EXTRACTED MATERIAL:
------------------------------------------------------------

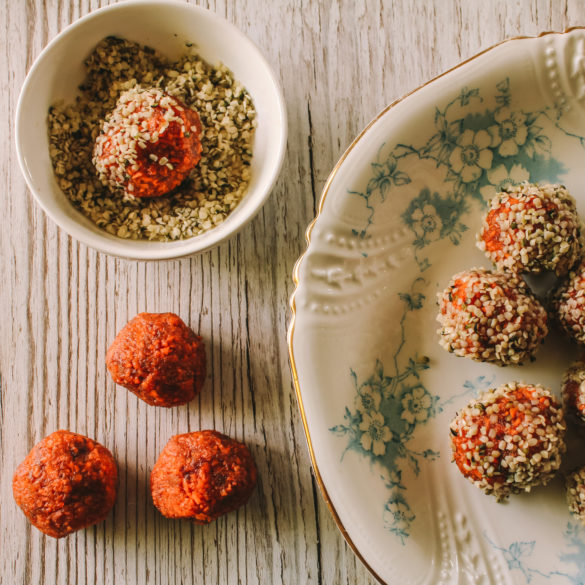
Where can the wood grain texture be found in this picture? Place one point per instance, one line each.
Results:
(339, 64)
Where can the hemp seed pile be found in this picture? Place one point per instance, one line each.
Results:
(213, 188)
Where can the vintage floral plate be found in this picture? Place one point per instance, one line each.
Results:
(398, 217)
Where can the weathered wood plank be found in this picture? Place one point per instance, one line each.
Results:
(340, 63)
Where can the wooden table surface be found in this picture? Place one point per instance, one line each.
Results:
(339, 64)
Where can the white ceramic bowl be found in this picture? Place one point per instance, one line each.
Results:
(165, 25)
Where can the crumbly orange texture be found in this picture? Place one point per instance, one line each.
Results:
(158, 358)
(202, 475)
(490, 316)
(532, 228)
(67, 482)
(510, 439)
(148, 144)
(568, 304)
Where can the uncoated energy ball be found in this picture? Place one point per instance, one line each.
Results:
(159, 358)
(67, 482)
(202, 475)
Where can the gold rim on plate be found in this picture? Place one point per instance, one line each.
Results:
(296, 269)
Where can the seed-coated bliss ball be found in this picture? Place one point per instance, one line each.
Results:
(159, 358)
(510, 439)
(490, 317)
(575, 493)
(202, 475)
(568, 304)
(573, 390)
(148, 144)
(532, 228)
(67, 482)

------------------------------------------------------------

DESCRIPTION OF THE TASK: Rewrite all the entries above with "in this picture" replaced by "in this photo" each time it occurs, and keep everything else the same. Leave the pictures out of your answer.

EXERCISE ANSWER:
Where can the wood grain texture be found in this photo? Place one point per instance, one line each.
Results:
(339, 64)
Where can the hemp seed pile be found in this photo? Place one point per instance, one line each.
Results:
(213, 188)
Where can the vintage floral plate be found in this photo? Place one point per instance, one line each.
Results:
(398, 217)
Where can the weathered wood plank be found in this photo? Place one point per instance, one line each.
Results:
(340, 63)
Where can the wooden table surface be found in this photo? Place one point per instance, one line each.
Results:
(339, 64)
Where can the white ceramic bowl be found in this photo? Place one point per instance, one line each.
Results:
(165, 25)
Where can the crumbly orange texture be found in this photo? Place one point per instance, one line each.
Results:
(158, 358)
(202, 475)
(490, 316)
(532, 228)
(67, 482)
(510, 439)
(148, 144)
(568, 304)
Where can the uncoated energy ball be found in this photo? Place one point per instance, one line each.
Results:
(159, 358)
(67, 482)
(202, 475)
Where can the gold rim on plate be found in this photo? Place one point per instance, one line each.
Results:
(296, 269)
Where can the seed-coated bliss ball be found in this photo? Place one point per instance, one line each.
Results:
(159, 358)
(510, 439)
(490, 317)
(575, 493)
(202, 475)
(568, 304)
(573, 390)
(148, 144)
(532, 228)
(67, 482)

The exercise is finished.